Check every line of the data for the word "windshield", and copy those that have it.

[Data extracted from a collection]

# # # # #

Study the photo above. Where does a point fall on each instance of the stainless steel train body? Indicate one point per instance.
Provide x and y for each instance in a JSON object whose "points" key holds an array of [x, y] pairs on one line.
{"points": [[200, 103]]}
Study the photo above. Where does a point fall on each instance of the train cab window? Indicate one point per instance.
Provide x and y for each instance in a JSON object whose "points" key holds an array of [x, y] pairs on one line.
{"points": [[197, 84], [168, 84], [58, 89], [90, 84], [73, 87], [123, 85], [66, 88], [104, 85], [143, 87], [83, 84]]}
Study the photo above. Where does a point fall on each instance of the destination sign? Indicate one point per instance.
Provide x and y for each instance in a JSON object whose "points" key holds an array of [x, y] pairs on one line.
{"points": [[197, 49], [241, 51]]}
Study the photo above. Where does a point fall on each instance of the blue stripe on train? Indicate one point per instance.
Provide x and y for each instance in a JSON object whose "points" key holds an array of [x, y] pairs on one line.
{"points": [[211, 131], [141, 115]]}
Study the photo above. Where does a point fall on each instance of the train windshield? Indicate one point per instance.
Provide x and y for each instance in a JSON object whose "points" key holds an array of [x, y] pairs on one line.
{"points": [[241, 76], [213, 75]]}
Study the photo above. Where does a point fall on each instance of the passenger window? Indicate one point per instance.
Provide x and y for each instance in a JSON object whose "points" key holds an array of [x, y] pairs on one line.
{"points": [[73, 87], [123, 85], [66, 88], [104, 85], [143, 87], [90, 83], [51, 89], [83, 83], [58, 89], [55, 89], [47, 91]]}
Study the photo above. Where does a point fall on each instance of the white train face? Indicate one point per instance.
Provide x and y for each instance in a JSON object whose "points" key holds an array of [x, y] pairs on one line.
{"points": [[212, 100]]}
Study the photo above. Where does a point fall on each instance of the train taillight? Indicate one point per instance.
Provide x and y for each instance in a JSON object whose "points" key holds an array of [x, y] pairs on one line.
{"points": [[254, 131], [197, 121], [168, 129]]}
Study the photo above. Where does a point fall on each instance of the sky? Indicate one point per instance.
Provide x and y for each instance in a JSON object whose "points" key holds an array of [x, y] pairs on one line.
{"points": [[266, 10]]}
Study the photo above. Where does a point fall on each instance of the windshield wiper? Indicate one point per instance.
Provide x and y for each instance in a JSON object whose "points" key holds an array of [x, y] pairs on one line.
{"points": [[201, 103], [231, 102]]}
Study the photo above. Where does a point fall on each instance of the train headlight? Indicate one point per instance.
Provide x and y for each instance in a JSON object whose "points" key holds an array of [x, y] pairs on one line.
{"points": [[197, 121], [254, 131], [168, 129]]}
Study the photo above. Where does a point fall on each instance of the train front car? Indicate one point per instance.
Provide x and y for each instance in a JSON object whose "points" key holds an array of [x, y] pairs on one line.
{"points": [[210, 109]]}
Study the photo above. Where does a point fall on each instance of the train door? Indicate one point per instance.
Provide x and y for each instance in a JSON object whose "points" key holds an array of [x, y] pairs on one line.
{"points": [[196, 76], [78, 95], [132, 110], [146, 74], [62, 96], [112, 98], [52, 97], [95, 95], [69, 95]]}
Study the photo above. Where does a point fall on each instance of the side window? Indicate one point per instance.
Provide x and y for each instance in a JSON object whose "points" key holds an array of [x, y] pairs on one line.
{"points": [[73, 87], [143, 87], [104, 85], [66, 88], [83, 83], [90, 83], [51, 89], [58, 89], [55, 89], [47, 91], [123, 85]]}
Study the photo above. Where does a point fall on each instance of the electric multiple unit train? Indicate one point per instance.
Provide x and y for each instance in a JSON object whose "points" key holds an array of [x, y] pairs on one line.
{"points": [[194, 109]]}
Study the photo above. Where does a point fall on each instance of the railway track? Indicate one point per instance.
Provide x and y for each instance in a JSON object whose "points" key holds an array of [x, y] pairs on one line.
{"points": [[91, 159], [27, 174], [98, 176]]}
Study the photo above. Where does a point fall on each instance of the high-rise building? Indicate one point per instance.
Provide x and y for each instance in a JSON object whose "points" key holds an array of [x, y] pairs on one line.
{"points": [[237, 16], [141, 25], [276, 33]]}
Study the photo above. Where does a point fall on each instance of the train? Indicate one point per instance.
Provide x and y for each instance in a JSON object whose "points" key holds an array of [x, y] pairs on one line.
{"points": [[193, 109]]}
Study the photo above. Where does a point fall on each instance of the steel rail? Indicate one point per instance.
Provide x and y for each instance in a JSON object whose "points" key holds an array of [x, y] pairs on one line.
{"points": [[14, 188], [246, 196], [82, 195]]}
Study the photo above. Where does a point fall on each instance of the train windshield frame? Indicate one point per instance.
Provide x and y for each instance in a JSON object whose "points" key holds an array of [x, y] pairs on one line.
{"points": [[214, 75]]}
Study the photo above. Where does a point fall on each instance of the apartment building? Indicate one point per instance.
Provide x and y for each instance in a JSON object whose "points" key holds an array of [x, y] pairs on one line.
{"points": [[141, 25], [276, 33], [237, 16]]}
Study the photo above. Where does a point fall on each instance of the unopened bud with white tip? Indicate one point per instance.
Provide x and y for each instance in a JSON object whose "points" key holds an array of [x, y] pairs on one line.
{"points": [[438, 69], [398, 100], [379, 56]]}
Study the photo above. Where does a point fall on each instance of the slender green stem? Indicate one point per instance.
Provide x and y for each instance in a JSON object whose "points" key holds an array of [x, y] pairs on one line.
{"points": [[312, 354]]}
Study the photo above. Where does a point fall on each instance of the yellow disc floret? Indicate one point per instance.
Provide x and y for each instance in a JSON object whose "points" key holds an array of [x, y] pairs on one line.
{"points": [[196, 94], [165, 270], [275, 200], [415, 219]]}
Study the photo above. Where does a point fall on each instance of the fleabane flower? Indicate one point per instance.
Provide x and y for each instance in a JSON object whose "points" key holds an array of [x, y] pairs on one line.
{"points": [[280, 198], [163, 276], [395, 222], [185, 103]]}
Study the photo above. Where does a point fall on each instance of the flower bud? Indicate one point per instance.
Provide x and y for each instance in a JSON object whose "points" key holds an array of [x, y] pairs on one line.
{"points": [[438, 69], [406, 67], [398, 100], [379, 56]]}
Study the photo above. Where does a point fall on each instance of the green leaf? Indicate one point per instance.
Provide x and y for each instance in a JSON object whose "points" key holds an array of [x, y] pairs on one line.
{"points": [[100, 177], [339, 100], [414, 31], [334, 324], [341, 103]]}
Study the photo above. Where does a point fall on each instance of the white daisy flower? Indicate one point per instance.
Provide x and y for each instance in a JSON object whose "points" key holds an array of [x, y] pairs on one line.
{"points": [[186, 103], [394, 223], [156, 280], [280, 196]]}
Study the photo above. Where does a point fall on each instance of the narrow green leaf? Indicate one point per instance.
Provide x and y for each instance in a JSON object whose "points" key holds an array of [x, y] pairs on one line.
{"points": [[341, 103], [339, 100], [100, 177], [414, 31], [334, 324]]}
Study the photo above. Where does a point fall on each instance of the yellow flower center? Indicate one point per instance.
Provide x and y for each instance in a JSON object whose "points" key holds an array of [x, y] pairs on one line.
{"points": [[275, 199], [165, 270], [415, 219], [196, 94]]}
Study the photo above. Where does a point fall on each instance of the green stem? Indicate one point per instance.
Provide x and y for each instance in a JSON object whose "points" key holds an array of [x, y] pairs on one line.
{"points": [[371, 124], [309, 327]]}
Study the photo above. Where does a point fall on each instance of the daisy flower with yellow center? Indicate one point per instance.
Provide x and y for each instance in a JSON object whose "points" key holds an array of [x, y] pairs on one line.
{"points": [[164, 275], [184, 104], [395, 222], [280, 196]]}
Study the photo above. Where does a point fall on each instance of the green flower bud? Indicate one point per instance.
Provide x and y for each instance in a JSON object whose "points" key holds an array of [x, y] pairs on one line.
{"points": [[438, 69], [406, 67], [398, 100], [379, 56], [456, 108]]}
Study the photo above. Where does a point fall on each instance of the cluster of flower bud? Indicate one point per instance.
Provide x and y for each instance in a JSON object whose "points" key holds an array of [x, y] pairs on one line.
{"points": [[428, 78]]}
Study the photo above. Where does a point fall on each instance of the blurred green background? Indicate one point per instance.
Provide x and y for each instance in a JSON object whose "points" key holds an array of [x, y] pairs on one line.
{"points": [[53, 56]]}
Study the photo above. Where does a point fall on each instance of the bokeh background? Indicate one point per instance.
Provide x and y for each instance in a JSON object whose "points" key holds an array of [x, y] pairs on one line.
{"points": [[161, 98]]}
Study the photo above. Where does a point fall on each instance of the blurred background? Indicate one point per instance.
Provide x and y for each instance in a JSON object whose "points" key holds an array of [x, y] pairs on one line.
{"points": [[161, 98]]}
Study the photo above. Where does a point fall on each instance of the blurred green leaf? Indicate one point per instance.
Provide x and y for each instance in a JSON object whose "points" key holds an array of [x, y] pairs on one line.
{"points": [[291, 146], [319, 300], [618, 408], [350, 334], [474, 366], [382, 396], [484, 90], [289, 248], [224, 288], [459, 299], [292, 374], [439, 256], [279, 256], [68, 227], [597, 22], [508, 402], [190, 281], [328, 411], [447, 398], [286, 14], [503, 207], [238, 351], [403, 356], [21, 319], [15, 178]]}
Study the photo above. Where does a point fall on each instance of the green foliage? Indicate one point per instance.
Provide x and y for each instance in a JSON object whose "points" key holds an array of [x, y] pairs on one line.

# # # # #

Response area:
Study the photo above. Where does a point fall on each instance of the train windshield? Indicate one point per instance.
Study the photo above. Where does a point fall on each instance of the windshield wiper? Indicate one point per instance.
Study the photo above. Where does a point fall on each instance of the train windshield frame? Indicate one point per instance.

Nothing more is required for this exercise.